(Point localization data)
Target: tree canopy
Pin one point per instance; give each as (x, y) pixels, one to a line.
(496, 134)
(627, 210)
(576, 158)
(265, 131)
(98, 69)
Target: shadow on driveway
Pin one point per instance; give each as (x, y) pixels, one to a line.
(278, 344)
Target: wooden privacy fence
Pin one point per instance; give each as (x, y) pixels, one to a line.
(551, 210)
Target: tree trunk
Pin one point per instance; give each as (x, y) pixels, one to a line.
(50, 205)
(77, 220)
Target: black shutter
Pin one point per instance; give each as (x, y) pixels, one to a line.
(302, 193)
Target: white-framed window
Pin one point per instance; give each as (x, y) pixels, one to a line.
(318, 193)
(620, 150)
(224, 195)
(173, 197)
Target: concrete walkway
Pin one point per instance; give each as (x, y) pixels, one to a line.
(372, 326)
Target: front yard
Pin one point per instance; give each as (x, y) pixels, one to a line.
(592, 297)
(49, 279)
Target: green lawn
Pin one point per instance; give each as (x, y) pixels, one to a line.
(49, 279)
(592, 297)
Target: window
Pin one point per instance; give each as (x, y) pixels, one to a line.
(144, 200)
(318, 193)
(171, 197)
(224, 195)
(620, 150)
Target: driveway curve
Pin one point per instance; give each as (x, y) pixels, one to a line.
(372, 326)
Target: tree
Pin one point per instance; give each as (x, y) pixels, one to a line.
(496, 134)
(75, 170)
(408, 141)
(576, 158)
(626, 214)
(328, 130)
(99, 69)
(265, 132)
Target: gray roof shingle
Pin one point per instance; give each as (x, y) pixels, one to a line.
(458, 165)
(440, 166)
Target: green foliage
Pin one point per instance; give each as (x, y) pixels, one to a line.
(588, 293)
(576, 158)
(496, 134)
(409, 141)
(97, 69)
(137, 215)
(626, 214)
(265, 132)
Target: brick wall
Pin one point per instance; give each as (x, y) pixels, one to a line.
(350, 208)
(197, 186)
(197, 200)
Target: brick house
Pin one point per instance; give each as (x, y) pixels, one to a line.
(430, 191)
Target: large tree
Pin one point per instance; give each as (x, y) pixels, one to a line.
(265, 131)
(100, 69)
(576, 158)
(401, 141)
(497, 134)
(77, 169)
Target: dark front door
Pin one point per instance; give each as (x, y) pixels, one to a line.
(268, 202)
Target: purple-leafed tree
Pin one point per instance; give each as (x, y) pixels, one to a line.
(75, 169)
---
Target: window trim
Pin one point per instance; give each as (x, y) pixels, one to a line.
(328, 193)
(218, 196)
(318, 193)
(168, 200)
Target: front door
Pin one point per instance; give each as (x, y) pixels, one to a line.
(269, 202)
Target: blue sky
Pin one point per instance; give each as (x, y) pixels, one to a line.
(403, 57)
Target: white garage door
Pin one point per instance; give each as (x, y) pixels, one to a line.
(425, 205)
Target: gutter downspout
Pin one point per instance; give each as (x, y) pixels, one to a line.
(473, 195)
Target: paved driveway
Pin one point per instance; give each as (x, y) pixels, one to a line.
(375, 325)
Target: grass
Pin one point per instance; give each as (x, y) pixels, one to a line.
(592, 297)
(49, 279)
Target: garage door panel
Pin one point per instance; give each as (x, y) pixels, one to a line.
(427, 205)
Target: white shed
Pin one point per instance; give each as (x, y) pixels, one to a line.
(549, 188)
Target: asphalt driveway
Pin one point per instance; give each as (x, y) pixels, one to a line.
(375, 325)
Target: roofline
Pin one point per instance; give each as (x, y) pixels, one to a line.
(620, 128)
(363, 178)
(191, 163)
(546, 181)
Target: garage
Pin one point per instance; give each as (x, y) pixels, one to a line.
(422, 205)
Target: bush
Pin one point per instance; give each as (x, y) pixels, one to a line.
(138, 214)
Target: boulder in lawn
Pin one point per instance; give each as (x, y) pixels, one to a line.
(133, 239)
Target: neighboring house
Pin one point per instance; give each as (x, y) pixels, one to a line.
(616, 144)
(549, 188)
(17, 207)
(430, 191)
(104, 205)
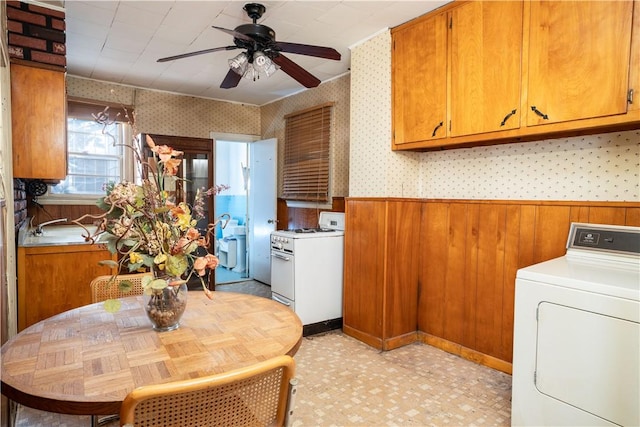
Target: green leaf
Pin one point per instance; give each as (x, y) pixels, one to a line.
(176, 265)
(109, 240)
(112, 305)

## Problem details
Retype the entries above exactly, but only from the line containing "Target: brick house" through the line containing "Target: dark front door", both included.

## Task response
Target: brick house
Pin one point per instance; give each as (x, y) pixels, one to a line.
(430, 191)
Target: large tree
Pin one point per instance; give each as (x, y) pixels, one to a line.
(265, 131)
(100, 69)
(576, 158)
(401, 141)
(497, 134)
(77, 169)
Target: dark front door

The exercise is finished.